▶ [Okuma Parçası]
Tren Yolculuğu

Tren Yolculuğu 
 
Her insan hayal eder ve sonra pek azı hayallerinin peşine düşer, sonra bir çokları dayanamaz ve hayallerini yarı yolda ilk mola verecekleri  istasyona gelmeden bırakırlar.
Ben de gezmeyi tozmayi herkes gibi severim. Çünkü benim de hayallerim var. 
Ben en çok trenle seyahat etmeyi severim. Uçak çok hızlıdır benim için, daha doğrusu koşturmaya gelmedik bu hayata, anda kalmayı, dünü yarını düşünmeden hayattan keyif almayı bir nebze de olsa bilmeliyiz diye düşünüyorum.
Özel araçla da gezmeyi sevmem hele bir de aracı ben kullanıyorsam önümü görmekten doğanın nimetlerini kaçırmaktan korkarım. Otobüs pek bana hitap etmiyor, güvende hissetmiyorum, çok gürültü kirliliği içerisinde yolculuk ediyorsun, lakin en azından sağını solunu görebiliyorsun, güzellikleri fark edip bakabiliyorsun. 
Ben en çok trenle seyahat etmeyi severim. Onlarca nedeni var ama size sadece iki çok özel nedenden bahsedeceğim. 

İlk tren yolculuğumu hiç unutamam. 
Takvimler 1978 yılının 18 Eylülünü  gösterirken, binmiştim ilk kez trene. On üç yaşında bir çocuktum.  Bulgaristan’ın Eski Cuma (Targovishte) iline bağlı Dralfa tren istasyonundan anavatana göç etmek ailecek uzun bir yolculuğa yelken açmıştık. Bir yanımız mutluluktan kanat çırpar iken , diğer yanımız kanadı kırılmış bir serçe kadar çaresiz umutsuz ve perişandık.
Evimizi, hem de yeni evimizi, hiç içinde yaşamadan bırakmıştık. Bahçemizi,  her gün suladığımız sebzelerimizi meyvelerimizi bir daha hiç sulama ve sevmek şansımız elimizde alınmış, yıllarca işlediğimiz topraklarımızı bir başkasına devretmiştik. 
Sadece evimizi bahçemizi topraklarımızı bırakmış olsaydık keşke. Çocukluğumu, hayallerimi, kahkahalarımı, çelikçomak oynadığımız arkadaşlarımızı, cıvıl cıvıl hayat dolu, kahkaha ve neşe dolu yıllarımızı bir daha kavuşamamak üzere bırakmıştık. Kolay değil acısını tarif etmek. Yıllar içerisinde yol aldıkça anlıyorsunuz ağır travmanın  etkisini. Sanmayın ki sadece benim için zordu, Bulgaristan dan göç etmek zorunda kalan binlerce insan bu acı anıyı hatırayı hiç unutmaz, unutamaz. 
Hani diyorlar ya ‘muhacirlik ateşten gömlek’ diye, bazen ateş ne ki diyorsunuz çok daha ağır, tarif edilmez bir acı deneyim bu. Allah kimseyi muhacir etmesin, bizim yaşadıklarımızı düşmanıma bile yasatmasın yaradan.

▶ [Verilen Malzeme]
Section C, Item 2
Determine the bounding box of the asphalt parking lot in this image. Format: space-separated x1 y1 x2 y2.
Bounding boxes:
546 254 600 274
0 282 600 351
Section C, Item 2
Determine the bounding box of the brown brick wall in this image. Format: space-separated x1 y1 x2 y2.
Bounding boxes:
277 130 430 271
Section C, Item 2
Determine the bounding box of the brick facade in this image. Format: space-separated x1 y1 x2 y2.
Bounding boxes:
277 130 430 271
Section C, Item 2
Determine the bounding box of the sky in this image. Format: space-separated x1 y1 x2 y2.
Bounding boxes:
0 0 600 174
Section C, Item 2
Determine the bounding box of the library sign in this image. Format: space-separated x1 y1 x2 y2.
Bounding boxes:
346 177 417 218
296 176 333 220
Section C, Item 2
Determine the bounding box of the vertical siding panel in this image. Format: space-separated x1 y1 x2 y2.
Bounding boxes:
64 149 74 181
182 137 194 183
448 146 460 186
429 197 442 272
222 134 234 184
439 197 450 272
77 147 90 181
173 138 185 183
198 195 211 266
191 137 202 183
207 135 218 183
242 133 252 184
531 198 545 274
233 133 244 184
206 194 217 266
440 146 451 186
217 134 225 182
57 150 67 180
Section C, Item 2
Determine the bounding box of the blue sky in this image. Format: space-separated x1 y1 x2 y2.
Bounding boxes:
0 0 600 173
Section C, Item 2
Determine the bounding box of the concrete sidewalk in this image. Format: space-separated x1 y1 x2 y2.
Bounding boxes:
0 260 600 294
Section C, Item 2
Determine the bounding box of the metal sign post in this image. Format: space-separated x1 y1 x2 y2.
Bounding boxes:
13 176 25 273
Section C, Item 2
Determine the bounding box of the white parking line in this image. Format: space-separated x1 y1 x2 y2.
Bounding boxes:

▶ [Yapılacak Görev 1]
Tren yolculuğu yazısında "Özel araçla da" sözleriyle başlayıp "yolculuğumu hiç unutamam." sözlerine kadar süren bölümü hiç değiştirmeden yazdırın.
▶ [Yapılacak Görev 2]
Tren yolculuğu yazısının devamını, gösterilen son cümleden sonra gelecek şekilde yazın.

▶ [Alıştırma Yanıtı 1]
Özel araçla da gezmeyi sevmem hele bir de aracı ben kullanıyorsam önümü görmekten doğanın nimetlerini kaçırmaktan korkarım. Otobüs pek bana hitap etmiyor, güvende hissetmiyorum, çok gürültü kirliliği içerisinde yolculuk ediyorsun, lakin en azından sağını solunu görebiliyorsun, güzellikleri fark edip bakabiliyorsun. 
Ben en çok trenle seyahat etmeyi severim. Onlarca nedeni var ama size sadece iki çok özel nedenden bahsedeceğim. 

İlk tren yolculuğumu hiç unutamam.

▶ [Alıştırma Yanıtı 2]
Neyse bu anıyı hatırladıkça bu yazı bitmez. Bende kolay kolay kendime gelemem. 
Gelelim ikici tren anıma.  
Evli bir delikanlıyım. İki kızım var. Biri 8 diğeri 6 yaşında. Asker olmuşum. Kütahya’ya çıkmış acemi birliğim. Türkiye anavatan, görev kutsal. Ama hala tam olarak kendimize gelmiş değiliz. Ekonomik sıkıntılar devam ediyor hala.  Acemi birliğine en uygun yolculuk trenle yapılıyor...
Yıl 1992 binmişim bir trene gözüm çocuklarımdan başkasını göremiyor. 
Uzun ince bir yola koyuldum. Trenler eski trenler, çok düşük bir hızla seyrediyoruz. Benim etrafa bakacak. Hiç halim yok. Aklımda ailem ve çocukların. Oysa güzel bir hava, güneş pırıl. Hayat sevmeyi sevilmeyi fazlası ile hak ediyor. Ama ben en çok geride bıraktığım kızlarımı ve ailemi düşünüyorum. Kütahya’ya indim  hala farkın da değilim. Aklım hep çocuklarımda. Oysa ne telaş ediyorsun mübarek. Çocukların emin ellerde karın, annen baban kardeşim yanlarında ama gel de yaralanmış  daha önce derin bir badire atlatmış yüreğime var git anlat. Hiç kolay değil bu ayrılıklar, insanın sevdiğinden ayrılması kadar zor bir şey yok bu dünyada. Askerlik konusunda şanslı olmama rağmen işte böyle duygular yaşatıyor ayrılıklar insana. Altı ay askerlikten sonra kavuşuyorsunuz  ya sevdiklerinizle bir daha hiç ayrılmayalım diyorsunuz, bunu diliyorsunuz yaradandan.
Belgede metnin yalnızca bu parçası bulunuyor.